• **Descrição da tarefa**:
Atualize o trecho do texto sobre depressão começando em "Quando e onde" e terminando em "explica Priscila Mendes.". Reescreva-o com "seis meses" no lugar de "três meses".

• **Texto fornecido**:
********

O importante é ouvir e não rotular
Normalmente, um familiar e um amigo quer entender o porquê daqueles sintomas. Costuma dizer coisas do tipo “você não era assim”, ou “se fosse eu não fazia isso”, sem falar em preconceitos. A psicóloga da Santa Casa diz que as indagações e os rótulos nunca devem aparecer nas conversas. “Estamos falando de uma doença, classificada como Código Internacional de Doenças, que mata mais que guerras e precisa tratar como tal. Ela não escolhe classe social, raça ou idade. Não se deve perguntar os porquês, pois a pessoa não consegue justificar, pode ser um trauma de infância que a pessoa não consegue identificar”.
Carlos Correia aponta que, sem apoio, a pessoa depressiva não procura ajuda. “A conversa tem que ser sigilosa, no anonimato. Tentar compreender o que está acontecendo sem ficar rotulando. Familiares tem certa dificuldade com isso porque estão diretamente interessados e podem manipular. Em qualquer sinal de fumaça, não se deve deixar para depois”, diz o voluntário do CVV, que acrescenta que várias pessoas do relacionamento do doente podem ajudar. “Além do amigo, o porteiro, os professores podem identificar a temperatura emocional da pessoa, importante perceber esses sinais. As pessoas, nessa situação, têm dificuldade de sozinhas procurar ajuda é importante que alguém que perceba isso ajude”, ensina.
Quando e onde encontrar ajuda
Qualquer mudança de comportamento que perdure três meses, já é um indício de que é preciso procurar um profissional. “Quando a pessoa perde interesse, a vaidade, somatiza situação de dor, tudo isso aponta para algo mais ligado a transtorno mental do que só um momento que passa. O psicólogo pode fazer esse encaminhamento quando percebe que traz prejuízo social. O trabalho em conjunto com o psiquiatra é importante. A psiquiatria vai buscar o tratamento dos sintomas e a psicologia vai buscar a origem”, explica Priscila Mendes.

********

• **Material fornecido**:
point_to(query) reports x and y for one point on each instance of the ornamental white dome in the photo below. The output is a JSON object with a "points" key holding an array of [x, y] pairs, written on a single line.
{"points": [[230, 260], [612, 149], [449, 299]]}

********

• **Resposta escrita**:
Quando e onde encontrar ajuda
Qualquer mudança de comportamento que perdure seis meses, já é um indício de que é preciso procurar um profissional. “Quando a pessoa perde interesse, a vaidade, somatiza situação de dor, tudo isso aponta para algo mais ligado a transtorno mental do que só um momento que passa. O psicólogo pode fazer esse encaminhamento quando percebe que traz prejuízo social. O trabalho em conjunto com o psiquiatra é importante. A psiquiatria vai buscar o tratamento dos sintomas e a psicologia vai buscar a origem”, explica Priscila Mendes.